*** Opening of Data records ***

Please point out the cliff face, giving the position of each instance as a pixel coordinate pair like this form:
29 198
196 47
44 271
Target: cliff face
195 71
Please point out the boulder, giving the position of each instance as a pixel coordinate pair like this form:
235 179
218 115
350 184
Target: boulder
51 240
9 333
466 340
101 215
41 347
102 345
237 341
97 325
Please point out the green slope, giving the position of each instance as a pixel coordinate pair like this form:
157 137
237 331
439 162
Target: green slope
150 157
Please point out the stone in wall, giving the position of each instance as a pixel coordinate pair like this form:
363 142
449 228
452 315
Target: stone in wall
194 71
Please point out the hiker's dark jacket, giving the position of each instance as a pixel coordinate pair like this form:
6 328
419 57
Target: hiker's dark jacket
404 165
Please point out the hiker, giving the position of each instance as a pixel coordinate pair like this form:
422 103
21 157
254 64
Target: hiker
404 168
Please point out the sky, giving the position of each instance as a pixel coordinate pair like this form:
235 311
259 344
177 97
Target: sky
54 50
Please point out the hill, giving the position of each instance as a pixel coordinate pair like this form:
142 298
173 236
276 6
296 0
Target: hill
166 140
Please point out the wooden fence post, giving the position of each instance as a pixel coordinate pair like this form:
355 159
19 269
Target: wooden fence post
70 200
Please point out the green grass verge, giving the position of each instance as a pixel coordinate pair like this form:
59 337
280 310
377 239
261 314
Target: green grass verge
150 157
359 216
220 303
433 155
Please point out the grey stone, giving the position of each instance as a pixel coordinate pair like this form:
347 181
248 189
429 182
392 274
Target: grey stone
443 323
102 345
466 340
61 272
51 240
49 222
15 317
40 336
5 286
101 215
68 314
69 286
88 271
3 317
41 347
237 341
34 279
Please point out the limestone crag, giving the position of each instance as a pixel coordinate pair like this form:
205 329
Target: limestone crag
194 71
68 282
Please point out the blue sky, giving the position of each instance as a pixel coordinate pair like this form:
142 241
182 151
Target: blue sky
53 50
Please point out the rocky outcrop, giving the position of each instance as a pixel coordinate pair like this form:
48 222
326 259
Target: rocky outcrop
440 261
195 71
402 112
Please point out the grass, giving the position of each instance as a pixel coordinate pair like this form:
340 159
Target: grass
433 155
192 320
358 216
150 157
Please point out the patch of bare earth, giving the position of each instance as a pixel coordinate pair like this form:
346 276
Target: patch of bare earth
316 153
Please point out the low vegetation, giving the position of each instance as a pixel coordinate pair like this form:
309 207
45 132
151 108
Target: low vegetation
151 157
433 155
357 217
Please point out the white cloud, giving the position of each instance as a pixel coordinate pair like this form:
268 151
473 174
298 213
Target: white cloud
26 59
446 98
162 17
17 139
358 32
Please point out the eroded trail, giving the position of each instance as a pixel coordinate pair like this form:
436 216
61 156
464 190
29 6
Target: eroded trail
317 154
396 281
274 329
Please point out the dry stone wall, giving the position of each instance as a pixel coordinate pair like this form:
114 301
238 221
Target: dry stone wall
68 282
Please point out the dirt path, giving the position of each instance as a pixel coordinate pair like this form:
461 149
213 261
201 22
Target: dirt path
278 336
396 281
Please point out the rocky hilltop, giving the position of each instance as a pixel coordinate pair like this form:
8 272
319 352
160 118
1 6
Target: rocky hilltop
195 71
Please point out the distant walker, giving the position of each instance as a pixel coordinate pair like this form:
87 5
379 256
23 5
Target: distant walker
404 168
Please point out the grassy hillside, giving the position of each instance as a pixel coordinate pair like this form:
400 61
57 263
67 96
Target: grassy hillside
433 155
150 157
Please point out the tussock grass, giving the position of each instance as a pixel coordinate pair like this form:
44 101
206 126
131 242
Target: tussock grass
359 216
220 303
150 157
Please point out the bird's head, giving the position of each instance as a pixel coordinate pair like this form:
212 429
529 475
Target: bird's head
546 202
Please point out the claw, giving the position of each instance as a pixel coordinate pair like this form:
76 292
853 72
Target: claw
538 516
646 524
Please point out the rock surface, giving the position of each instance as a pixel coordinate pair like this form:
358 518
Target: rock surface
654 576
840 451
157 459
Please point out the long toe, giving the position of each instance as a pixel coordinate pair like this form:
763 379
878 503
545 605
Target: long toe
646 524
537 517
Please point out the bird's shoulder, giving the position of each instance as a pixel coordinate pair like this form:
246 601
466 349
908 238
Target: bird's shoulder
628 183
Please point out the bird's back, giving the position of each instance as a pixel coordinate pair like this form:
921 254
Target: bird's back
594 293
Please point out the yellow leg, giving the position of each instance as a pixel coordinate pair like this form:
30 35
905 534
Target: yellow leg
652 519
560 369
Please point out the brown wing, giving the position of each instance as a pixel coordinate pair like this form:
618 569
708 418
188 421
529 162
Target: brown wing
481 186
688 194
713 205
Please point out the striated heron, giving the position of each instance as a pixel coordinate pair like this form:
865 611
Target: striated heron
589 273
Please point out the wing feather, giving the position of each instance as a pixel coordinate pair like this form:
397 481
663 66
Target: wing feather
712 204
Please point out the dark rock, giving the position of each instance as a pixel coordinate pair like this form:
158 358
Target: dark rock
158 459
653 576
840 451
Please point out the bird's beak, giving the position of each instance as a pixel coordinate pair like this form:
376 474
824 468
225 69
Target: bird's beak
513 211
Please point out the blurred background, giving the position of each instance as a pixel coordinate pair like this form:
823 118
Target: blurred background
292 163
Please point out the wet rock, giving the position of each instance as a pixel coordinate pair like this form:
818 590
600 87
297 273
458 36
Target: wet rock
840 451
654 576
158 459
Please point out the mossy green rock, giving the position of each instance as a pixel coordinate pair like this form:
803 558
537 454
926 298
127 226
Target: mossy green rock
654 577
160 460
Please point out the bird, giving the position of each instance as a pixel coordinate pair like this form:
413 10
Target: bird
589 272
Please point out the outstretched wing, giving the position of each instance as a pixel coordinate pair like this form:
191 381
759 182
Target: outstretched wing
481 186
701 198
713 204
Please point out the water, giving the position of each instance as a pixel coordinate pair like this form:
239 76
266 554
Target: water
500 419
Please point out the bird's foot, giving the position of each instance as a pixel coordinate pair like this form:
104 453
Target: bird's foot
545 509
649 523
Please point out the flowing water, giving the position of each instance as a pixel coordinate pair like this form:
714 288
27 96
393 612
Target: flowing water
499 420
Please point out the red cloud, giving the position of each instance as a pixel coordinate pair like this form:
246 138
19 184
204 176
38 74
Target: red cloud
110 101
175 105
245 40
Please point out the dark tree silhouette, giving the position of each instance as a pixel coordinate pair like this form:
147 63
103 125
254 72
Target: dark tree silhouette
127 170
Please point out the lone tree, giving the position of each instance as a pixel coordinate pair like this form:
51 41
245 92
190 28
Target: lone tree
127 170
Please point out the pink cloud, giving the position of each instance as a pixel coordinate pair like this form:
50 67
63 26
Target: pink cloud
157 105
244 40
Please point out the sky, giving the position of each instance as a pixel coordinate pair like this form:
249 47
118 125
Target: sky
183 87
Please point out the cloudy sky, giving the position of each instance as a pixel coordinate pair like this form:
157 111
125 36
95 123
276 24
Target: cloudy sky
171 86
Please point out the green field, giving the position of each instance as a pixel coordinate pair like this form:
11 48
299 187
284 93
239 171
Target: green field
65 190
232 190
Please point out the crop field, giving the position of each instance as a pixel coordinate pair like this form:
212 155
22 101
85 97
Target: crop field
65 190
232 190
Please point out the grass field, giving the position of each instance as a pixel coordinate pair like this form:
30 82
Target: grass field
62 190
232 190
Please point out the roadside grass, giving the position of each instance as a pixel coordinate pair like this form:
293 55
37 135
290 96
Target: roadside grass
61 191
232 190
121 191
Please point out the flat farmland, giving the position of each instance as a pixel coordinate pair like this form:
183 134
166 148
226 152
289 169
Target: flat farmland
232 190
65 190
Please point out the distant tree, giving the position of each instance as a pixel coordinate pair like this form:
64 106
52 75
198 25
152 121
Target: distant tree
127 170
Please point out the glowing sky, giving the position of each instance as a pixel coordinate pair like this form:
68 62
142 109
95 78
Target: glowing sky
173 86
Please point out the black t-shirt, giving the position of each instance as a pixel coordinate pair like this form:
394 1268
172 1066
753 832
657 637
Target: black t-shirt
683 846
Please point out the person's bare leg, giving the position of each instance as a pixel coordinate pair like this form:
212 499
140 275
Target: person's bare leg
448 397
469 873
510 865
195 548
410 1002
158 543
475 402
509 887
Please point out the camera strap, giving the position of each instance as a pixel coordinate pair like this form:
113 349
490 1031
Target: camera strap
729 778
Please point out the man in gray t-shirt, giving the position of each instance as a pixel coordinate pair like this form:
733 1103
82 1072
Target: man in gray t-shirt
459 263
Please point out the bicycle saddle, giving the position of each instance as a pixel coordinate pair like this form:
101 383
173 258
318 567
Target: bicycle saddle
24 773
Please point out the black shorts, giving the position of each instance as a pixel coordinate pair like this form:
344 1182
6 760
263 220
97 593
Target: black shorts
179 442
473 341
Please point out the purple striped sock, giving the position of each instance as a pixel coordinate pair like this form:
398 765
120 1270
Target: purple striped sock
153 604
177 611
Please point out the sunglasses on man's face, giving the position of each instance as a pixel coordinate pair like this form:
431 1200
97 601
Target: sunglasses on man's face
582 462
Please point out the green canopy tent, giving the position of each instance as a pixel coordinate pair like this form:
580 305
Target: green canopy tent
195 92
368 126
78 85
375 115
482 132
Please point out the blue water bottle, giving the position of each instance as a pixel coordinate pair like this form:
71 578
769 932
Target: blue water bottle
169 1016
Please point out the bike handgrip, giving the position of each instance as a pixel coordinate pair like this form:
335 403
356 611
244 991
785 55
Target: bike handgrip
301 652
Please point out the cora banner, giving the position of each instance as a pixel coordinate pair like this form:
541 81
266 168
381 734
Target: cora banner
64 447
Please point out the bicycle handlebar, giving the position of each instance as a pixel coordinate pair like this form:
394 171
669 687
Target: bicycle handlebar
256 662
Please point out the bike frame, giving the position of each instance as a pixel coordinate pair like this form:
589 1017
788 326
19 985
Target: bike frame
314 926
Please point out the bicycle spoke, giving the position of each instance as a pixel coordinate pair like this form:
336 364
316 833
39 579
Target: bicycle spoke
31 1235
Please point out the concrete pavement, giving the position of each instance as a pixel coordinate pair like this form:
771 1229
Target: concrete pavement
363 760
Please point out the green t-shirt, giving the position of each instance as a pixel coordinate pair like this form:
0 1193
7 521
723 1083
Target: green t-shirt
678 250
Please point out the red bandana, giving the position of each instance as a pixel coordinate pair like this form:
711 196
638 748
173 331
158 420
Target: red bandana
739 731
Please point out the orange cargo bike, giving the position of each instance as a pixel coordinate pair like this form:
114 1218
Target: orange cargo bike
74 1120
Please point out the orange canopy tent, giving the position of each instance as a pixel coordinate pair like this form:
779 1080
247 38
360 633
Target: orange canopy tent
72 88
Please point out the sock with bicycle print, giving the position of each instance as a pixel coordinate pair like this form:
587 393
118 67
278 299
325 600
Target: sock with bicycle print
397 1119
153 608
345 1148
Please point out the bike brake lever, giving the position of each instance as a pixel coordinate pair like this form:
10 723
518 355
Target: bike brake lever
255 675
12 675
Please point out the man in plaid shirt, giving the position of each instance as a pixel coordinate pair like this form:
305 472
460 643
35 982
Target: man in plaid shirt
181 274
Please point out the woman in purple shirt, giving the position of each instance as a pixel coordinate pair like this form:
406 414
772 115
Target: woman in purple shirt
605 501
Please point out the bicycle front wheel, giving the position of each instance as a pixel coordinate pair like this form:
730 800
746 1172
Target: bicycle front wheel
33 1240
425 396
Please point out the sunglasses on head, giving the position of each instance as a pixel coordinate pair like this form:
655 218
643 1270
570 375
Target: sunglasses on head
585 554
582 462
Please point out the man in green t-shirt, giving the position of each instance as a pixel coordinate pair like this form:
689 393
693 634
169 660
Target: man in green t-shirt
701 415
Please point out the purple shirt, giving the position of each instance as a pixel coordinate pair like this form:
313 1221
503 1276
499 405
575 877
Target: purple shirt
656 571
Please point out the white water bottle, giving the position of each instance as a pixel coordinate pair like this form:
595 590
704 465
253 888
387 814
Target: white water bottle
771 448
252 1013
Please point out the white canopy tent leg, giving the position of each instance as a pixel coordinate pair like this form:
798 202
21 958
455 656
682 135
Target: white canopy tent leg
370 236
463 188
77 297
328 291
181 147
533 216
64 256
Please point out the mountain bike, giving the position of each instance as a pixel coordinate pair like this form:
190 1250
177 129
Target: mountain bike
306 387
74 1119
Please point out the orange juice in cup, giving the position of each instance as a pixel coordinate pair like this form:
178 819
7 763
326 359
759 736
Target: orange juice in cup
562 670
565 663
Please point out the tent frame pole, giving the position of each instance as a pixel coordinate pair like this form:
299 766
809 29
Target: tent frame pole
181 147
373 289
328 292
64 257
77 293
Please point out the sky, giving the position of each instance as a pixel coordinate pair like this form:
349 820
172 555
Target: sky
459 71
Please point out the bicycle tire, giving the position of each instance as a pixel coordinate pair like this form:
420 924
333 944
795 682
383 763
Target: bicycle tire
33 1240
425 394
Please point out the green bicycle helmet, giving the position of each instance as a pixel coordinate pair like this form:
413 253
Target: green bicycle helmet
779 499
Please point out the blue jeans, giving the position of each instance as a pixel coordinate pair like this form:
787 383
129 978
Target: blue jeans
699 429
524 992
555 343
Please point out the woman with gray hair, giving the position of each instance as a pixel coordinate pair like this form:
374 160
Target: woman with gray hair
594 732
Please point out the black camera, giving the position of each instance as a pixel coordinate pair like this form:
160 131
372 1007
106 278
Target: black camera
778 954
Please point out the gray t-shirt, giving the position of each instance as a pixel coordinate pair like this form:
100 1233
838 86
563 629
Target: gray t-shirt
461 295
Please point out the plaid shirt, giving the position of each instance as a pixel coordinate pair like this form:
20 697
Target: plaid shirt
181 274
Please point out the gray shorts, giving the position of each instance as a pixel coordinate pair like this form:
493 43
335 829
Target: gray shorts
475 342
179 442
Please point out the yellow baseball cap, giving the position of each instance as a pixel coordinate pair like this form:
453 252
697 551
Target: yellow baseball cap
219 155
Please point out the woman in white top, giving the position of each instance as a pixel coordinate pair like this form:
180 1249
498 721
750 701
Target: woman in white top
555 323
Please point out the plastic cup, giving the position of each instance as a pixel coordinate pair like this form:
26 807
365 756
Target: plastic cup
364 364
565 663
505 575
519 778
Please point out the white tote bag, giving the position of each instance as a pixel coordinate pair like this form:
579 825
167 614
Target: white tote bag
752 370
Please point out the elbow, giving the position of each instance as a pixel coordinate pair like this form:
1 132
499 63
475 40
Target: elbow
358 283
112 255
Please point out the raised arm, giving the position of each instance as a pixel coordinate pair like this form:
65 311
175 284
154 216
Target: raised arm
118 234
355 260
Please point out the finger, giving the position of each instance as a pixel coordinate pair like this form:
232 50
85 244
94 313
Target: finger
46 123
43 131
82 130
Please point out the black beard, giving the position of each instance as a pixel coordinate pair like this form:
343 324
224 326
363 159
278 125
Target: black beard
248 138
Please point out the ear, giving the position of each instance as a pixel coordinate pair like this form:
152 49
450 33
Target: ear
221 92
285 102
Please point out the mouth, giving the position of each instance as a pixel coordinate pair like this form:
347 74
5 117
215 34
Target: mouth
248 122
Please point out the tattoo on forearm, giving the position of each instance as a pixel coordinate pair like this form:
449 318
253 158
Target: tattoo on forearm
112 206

*** Close of Data records ***

What the task asks
Set down nothing but the lines from the one containing "Please point out the finger, giving" through the end of the entries above, exactly as written, both ends counted.

Finished exercise
Please point out the finger, giving the position of each instance as a pixel coordinate pair like this form:
232 50
85 244
94 313
Target: finger
46 123
43 131
82 130
Please point out the black beard, giving the position of each instance as a pixel coordinate pair like this form:
343 324
224 326
363 159
278 125
Target: black beard
248 138
Please point out the ear, giving the position of each instance as a pixel coordinate pair like this form:
152 49
450 33
Target: ear
221 92
285 102
Please point out the mouth, giving the position of each instance as a pixel coordinate pair like this form:
347 74
5 117
215 34
Target: mouth
248 122
Please point out the tattoo on forearm, giving the position of each instance as a pixel coordinate pair like this form:
449 318
253 158
Target: tattoo on forearm
112 206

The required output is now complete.